[Items listed in a dataset]

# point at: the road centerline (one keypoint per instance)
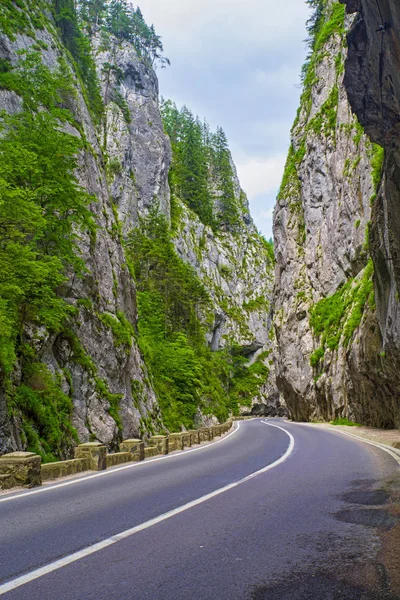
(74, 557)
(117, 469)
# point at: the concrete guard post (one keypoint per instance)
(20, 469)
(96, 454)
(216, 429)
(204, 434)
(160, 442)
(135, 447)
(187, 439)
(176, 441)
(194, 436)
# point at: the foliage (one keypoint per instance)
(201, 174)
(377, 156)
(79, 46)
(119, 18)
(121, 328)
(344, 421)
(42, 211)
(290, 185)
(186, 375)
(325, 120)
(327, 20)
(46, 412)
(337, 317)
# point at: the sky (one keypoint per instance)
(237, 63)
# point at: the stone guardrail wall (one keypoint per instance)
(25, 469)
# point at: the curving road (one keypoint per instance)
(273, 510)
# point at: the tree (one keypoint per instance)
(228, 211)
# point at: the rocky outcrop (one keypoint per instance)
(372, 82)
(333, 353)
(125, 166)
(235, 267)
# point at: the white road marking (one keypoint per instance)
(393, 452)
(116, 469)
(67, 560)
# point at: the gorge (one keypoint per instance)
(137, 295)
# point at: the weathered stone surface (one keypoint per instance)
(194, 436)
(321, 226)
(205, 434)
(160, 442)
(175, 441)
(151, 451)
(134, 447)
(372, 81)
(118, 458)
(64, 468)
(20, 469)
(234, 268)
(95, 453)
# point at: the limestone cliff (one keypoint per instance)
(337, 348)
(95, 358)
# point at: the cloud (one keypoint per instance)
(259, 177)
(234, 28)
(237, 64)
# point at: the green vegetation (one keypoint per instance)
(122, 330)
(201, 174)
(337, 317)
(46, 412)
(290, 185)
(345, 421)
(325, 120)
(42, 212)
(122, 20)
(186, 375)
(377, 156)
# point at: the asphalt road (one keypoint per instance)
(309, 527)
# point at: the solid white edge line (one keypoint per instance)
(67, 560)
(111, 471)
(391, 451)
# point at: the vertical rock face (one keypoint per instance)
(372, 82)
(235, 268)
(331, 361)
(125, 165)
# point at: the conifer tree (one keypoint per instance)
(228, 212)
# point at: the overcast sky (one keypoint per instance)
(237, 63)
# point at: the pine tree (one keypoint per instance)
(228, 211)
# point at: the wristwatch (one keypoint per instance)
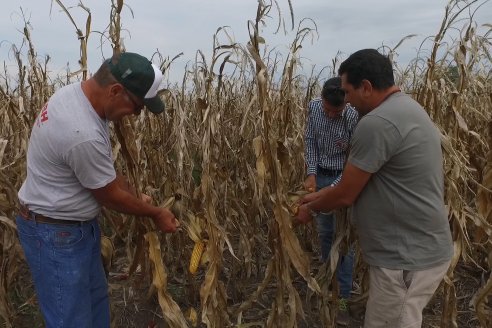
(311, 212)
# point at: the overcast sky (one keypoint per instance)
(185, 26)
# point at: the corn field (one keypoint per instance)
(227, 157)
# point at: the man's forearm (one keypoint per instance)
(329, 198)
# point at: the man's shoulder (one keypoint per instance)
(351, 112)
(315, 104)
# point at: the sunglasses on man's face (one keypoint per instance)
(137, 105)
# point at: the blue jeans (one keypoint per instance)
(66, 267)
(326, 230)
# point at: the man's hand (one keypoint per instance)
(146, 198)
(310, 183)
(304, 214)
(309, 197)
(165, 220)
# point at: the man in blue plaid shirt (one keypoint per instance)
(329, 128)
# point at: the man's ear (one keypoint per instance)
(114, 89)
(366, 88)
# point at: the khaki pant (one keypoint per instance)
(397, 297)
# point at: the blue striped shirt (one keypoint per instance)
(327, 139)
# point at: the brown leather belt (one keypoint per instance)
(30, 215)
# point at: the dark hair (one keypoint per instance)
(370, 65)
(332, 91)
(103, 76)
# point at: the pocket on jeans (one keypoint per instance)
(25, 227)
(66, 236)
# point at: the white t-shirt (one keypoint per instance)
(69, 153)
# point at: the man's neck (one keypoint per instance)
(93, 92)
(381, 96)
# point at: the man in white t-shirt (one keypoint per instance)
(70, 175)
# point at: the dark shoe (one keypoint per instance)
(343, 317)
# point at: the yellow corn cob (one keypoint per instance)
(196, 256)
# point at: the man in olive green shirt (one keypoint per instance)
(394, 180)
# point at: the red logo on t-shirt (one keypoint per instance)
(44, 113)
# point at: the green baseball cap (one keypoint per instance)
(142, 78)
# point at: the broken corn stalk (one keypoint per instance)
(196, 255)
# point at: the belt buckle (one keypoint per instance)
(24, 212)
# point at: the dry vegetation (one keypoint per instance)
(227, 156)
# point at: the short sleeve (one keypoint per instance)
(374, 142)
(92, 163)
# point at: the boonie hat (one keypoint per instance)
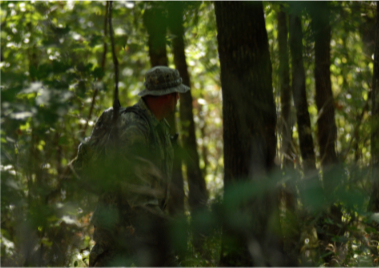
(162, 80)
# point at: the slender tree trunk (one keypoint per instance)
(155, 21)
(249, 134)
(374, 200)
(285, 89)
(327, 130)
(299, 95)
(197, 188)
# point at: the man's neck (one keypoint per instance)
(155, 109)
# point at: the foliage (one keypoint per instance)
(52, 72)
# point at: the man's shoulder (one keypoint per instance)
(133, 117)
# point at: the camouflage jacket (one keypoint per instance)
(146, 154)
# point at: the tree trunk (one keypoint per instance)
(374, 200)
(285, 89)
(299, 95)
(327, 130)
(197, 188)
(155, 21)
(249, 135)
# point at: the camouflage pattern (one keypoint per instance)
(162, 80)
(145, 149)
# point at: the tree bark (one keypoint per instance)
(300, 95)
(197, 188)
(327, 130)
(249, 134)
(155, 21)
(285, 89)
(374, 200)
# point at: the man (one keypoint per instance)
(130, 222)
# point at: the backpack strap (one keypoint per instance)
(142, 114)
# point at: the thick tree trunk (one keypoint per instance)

## Requirement:
Write out the listing word for word, omitting the pictures it holds.

## Response to the task:
# point at: the road centerline (one keypoint per instance)
(74, 557)
(117, 469)
# point at: the concrete guard post (one keypoint per instance)
(20, 469)
(96, 454)
(216, 429)
(204, 434)
(160, 442)
(135, 447)
(187, 439)
(176, 441)
(194, 436)
# point at: the foliage (one keypoint per instance)
(201, 174)
(377, 156)
(79, 46)
(119, 18)
(121, 328)
(344, 421)
(42, 211)
(290, 185)
(186, 375)
(325, 120)
(327, 20)
(46, 412)
(337, 317)
# point at: the sky (one keypoint per instance)
(237, 63)
# point at: the stone guardrail wall (one keypoint per instance)
(25, 469)
# point at: the curving road (one keypoint per instance)
(273, 510)
# point at: the tree (one keypoint per instance)
(228, 211)
# point at: the rocky outcrop (one keypoint per instance)
(372, 82)
(333, 353)
(125, 166)
(235, 267)
# point at: the white road marking (one keypoint per instance)
(393, 452)
(116, 469)
(67, 560)
# point at: the gorge (one keypoint per instance)
(137, 295)
# point at: the weathered stone surface (one keypoint per instance)
(194, 436)
(321, 226)
(205, 434)
(160, 442)
(175, 441)
(151, 451)
(134, 447)
(372, 81)
(118, 458)
(64, 468)
(20, 469)
(234, 268)
(95, 453)
# point at: the limestone cliff (one keypoint per instance)
(337, 348)
(95, 358)
# point at: the cloud (one keypoint per instance)
(259, 177)
(234, 28)
(237, 64)
# point at: the green vegetation (one keypoint per instance)
(122, 330)
(201, 174)
(337, 317)
(46, 412)
(290, 185)
(345, 421)
(325, 120)
(42, 212)
(122, 20)
(186, 375)
(377, 156)
# point at: the asphalt road (one keypoint per instance)
(309, 527)
# point at: the solid white edge line (one keypoint per instance)
(67, 560)
(111, 471)
(391, 451)
# point at: the vertical rock face (one keypoint per instance)
(372, 82)
(235, 268)
(331, 361)
(125, 165)
# point at: the conifer tree (one keypoint per instance)
(228, 212)
# point at: the overcast sky (one keypoint per instance)
(237, 63)
# point at: the pine tree (one keypoint per instance)
(228, 211)
# point at: the wristwatch (one keypoint per instance)
(311, 212)
# point at: the overcast sky (one keypoint per instance)
(185, 26)
# point at: the corn field (one keypoint per instance)
(227, 157)
# point at: the man's forearm (one keypoint per instance)
(329, 198)
# point at: the man's shoulder (one keypoint per instance)
(351, 112)
(315, 104)
# point at: the sunglasses on man's face (one keypoint per instance)
(137, 105)
# point at: the blue jeans (one keypoint per instance)
(66, 267)
(326, 230)
# point at: the man's hand (one keypoint per instance)
(146, 198)
(310, 183)
(304, 214)
(309, 197)
(165, 220)
# point at: the man in blue plaid shirt (one keypoint per instance)
(329, 128)
# point at: the man's ear (one keypoint per instance)
(114, 89)
(366, 88)
# point at: the khaki pant (one keypoint per instance)
(397, 297)
# point at: the blue striped shirt (one keypoint per instance)
(327, 139)
# point at: the brown leather belt (one keypoint per instance)
(30, 215)
# point at: the dark hair (one keypoint per instance)
(370, 65)
(332, 91)
(103, 76)
# point at: the pocket on jeans (one keypoint per instance)
(25, 227)
(66, 236)
# point at: the white t-shirt (one keypoint per instance)
(69, 153)
# point at: the man's neck (one keypoint per instance)
(93, 92)
(381, 96)
# point at: the man in white t-shirt (one keypoint per instance)
(70, 175)
# point at: the dark shoe (one keypoint per instance)
(343, 317)
# point at: the yellow corn cob (one keypoint per instance)
(196, 256)
# point at: the man in olive green shirt (one keypoint per instance)
(394, 180)
# point at: the red logo on t-shirt (one keypoint per instance)
(44, 113)
# point at: the green baseball cap (one keypoint per instance)
(142, 78)
# point at: the broken corn stalk (one keypoint per instance)
(196, 255)
# point at: the belt buckle (one keypoint per instance)
(24, 212)
# point at: the dry vegetation (one keypoint per instance)
(227, 156)
# point at: the short sleeve (one keypoint per instance)
(374, 142)
(92, 163)
# point at: the boonie hat (one keypoint per instance)
(162, 80)
# point at: the slender tree trunk (one keypoint per instance)
(155, 21)
(249, 134)
(374, 200)
(285, 89)
(327, 130)
(299, 95)
(197, 188)
# point at: the man's neck (one keypoint per instance)
(155, 109)
# point at: the foliage (one keypoint per instance)
(52, 72)
# point at: the man's shoulder (one keypoint per instance)
(133, 117)
# point at: the camouflage jacket (one keypoint per instance)
(146, 154)
# point at: the tree trunk (one keypoint per instance)
(374, 200)
(285, 89)
(299, 95)
(327, 130)
(197, 188)
(155, 21)
(249, 135)
# point at: the camouflage pattern (one keypoint per instance)
(162, 80)
(145, 149)
# point at: the tree bark (one keypoint per instance)
(300, 95)
(197, 188)
(327, 130)
(249, 134)
(155, 21)
(285, 89)
(374, 200)
# point at: the man (one keypoint per instance)
(130, 222)
# point at: the backpack strap (one keypoint per instance)
(142, 114)
# point at: the thick tree trunk (one keypoint per instance)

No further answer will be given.